> [Extracted entries]
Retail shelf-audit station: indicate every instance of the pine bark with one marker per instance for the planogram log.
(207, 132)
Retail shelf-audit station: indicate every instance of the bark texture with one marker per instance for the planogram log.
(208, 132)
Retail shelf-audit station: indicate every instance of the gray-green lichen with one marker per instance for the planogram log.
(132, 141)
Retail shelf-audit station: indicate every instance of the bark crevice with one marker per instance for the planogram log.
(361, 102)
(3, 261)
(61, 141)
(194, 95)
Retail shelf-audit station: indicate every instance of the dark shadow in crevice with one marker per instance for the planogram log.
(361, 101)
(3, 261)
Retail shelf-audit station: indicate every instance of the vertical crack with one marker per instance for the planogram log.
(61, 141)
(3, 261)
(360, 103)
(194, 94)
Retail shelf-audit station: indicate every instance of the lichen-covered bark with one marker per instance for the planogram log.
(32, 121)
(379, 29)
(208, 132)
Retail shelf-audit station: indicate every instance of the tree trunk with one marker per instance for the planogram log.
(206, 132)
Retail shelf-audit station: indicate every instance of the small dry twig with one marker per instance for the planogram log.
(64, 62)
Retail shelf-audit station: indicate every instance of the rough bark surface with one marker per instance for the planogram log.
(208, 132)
* * *
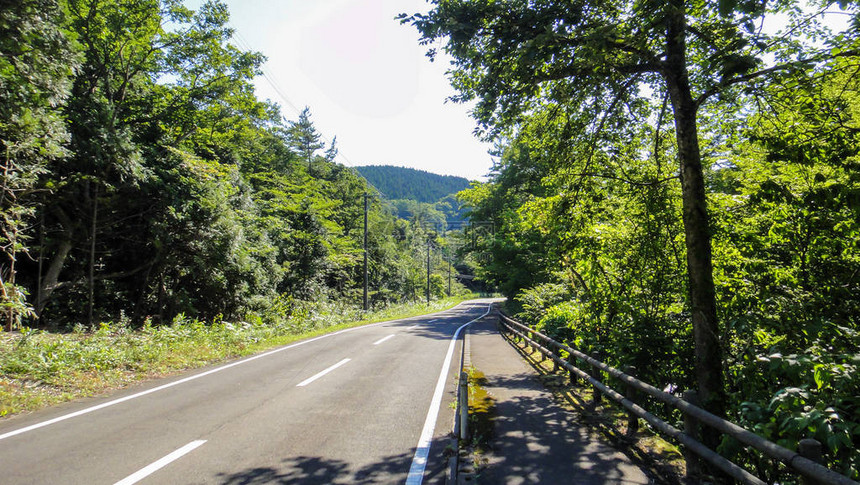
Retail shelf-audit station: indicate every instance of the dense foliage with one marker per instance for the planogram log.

> [Given request] Find every line in the records above that contains the word "shelf" and copy each of those lines in full.

> [Written answer]
Retail shelf-audit station: indicate every instance of the pine bark with one marker per instance for the planogram log.
Retail shelf-audit station: indicate every instance of the bark texture with one marker per instance for the planogram log.
Retail shelf-audit station: indicate every instance of the gray-green lichen with one marker per instance for the planogram log.
Retail shelf-audit station: indicate every instance of the bark crevice with one marker per instance for the planogram log.
Retail shelf-audit station: indicate every instance of the dark shadow in crevice with one marker per instance for the planogram log.
Retail shelf-audit station: indicate every instance of the vertical crack with one marker per instance for the planogram log.
Retail shelf-audit station: indicate every instance of the lichen-covered bark with one marker per instance for the planogram log.
Retail shelf-audit station: indicate every instance of the tree trunk with one marker per instance for the planogram log.
Retail shelf-audit station: indicate every instance of the small dry twig with one marker per instance for the planogram log.
Retail shelf-audit station: indicate every instance of the rough bark surface with one marker per instance for the planogram log.
Retail shelf-audit station: indicate every instance of the dense foliage with one marker per instance for the planogram log.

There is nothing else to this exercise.